▸ **QUOTED TEXT**:
I Shall Wear Midnight (book #103)

23 May 2011

Terry Pratchett, 2010.

Mysterious omens could wait. Witches knew that mysterious omens were around all the time. The world was nearly always drowing in mysterious omens. You just had to pick the one that was convenient.

and “‘there are times when ye should stick your head up a duck’s bottom rather than talk'”.

A book about responsibility, scheduling, and the odd bit of magical happenings.

The songs sung at the Baron’s funeral are: The Larks They Sang Melodious (also known as Pleasant and Delightful and as Charming and Delightful). YouTube. Dance, Dance, The Shaking of the Sheets (link has interesting reference to variant by William Cobbold, 16th/17th century composer). Dull version by Faran Flad here. Down in the Valley. Lyrics. Rather plodding YouTube.

Nemesis (book #92)

3 January 2011

Lindsay Davis, 2010.

“For a workable escape you need a plan, a budget, detailed road maps, a stout stick, proper footwear and a good hat.”

The Body in the Moonlight (book #85)

1 November 2010

Katherine Hall Page, 2002.

[Dataset rows about where objects appear]
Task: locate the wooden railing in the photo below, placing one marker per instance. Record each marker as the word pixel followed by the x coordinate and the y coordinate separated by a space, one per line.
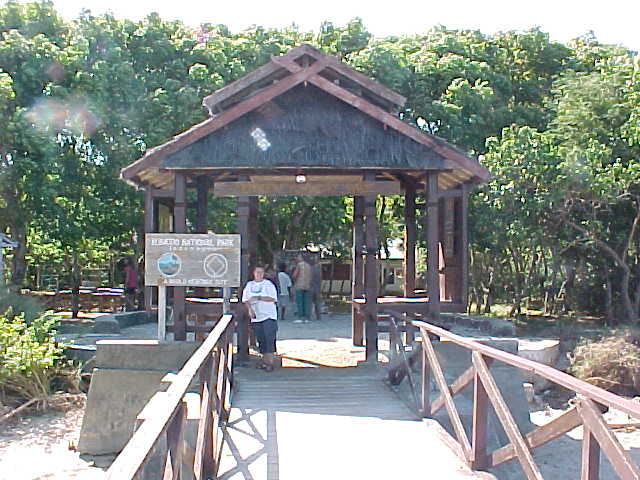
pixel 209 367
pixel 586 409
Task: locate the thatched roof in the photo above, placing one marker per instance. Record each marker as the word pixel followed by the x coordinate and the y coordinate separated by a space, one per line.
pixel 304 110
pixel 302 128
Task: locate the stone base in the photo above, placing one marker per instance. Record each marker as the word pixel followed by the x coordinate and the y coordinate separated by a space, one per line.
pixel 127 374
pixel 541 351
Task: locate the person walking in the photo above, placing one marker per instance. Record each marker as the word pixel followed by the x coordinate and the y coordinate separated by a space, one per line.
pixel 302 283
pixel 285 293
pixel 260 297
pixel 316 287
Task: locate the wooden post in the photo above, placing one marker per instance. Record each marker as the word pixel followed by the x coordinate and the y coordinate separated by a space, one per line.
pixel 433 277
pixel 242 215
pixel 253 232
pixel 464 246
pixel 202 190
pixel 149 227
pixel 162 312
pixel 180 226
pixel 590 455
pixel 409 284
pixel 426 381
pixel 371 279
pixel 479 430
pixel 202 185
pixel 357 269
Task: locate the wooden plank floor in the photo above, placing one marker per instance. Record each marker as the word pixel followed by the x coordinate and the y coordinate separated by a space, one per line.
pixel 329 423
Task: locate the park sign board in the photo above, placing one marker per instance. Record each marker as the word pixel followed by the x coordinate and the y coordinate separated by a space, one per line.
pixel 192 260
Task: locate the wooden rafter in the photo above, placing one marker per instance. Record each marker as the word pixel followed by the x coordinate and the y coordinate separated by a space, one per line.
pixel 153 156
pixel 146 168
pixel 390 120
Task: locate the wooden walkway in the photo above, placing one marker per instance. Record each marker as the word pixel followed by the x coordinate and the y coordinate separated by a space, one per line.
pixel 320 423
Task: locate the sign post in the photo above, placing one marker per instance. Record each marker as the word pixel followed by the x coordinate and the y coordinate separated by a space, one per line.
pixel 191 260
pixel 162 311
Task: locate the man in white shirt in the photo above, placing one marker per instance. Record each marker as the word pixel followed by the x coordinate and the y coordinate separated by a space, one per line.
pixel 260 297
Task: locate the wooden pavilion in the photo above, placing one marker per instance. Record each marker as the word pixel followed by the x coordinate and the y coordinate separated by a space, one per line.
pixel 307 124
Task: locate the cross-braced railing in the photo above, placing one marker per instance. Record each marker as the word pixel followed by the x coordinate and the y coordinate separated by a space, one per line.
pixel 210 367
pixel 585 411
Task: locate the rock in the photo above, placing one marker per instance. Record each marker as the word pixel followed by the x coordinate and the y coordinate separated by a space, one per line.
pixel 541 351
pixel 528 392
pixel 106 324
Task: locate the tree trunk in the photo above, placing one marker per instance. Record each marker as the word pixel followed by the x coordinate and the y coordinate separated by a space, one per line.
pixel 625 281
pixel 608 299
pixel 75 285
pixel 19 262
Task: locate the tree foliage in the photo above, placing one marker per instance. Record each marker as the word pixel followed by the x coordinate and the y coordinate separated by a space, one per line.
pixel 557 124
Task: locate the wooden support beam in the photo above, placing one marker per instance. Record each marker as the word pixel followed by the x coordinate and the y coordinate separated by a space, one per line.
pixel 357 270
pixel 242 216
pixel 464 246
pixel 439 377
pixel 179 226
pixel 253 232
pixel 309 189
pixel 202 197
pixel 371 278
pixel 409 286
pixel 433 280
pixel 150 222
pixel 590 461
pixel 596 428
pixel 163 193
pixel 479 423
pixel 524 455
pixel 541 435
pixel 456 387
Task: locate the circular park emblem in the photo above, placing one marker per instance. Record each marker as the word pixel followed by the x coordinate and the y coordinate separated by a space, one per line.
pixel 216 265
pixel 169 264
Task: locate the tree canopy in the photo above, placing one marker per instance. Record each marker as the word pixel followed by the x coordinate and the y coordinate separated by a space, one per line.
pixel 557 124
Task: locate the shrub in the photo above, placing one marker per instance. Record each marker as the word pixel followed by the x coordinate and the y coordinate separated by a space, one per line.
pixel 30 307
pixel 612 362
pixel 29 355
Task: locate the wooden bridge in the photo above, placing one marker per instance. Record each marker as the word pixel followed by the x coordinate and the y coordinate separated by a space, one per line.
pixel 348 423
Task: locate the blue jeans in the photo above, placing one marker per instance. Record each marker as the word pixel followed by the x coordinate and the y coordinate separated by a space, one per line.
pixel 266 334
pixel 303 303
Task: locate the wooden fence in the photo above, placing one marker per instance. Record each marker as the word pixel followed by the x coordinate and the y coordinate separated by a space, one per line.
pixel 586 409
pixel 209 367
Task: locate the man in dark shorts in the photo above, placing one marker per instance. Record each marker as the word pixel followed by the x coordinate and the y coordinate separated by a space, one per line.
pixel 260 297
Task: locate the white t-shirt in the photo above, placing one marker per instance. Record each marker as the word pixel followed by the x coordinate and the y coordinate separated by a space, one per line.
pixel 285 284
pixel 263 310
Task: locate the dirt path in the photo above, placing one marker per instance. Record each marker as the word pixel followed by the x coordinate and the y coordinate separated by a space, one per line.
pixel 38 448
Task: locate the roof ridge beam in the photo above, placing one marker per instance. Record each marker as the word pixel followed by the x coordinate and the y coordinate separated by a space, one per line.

▸ **PARTS OF THE EXERCISE**:
1. Repeat the book reading notes word for word, from "I Shall Wear" up to and including "Rather plodding YouTube.".
2. Pick up the book reading notes after their last line and continue writing them.

▸ **OUTPUTS IN ORDER**:
1.
I Shall Wear Midnight (book #103)

23 May 2011

Terry Pratchett, 2010.

Mysterious omens could wait. Witches knew that mysterious omens were around all the time. The world was nearly always drowing in mysterious omens. You just had to pick the one that was convenient.

and “‘there are times when ye should stick your head up a duck’s bottom rather than talk'”.

A book about responsibility, scheduling, and the odd bit of magical happenings.

The songs sung at the Baron’s funeral are: The Larks They Sang Melodious (also known as Pleasant and Delightful and as Charming and Delightful). YouTube. Dance, Dance, The Shaking of the Sheets (link has interesting reference to variant by William Cobbold, 16th/17th century composer). Dull version by Faran Flad here. Down in the Valley. Lyrics. Rather plodding YouTube.

2.
This is darker than this series usually runs. I thought that Faith was going to find she was ill, with the references to her mind wandering. Turns out to be emotional stuff of course.

I liked the sound of the books by Veronica Brookside: “a hard-boiled series that featured a foul-mouthed female former librarian turned private detective who could hit a knothole at seventy-five feet while quoting the ruder parts of the Canterbury Tales“.

Also, I urgently need to cook Doughnut Muffins.

Interesting hymm quoted – I Sing a Song of the Saints of God, written by an English woman, Lesbia Scott, in 1929.

Through the Wall (book #84)

20 October 2010

Patricia Wentworth, 1952.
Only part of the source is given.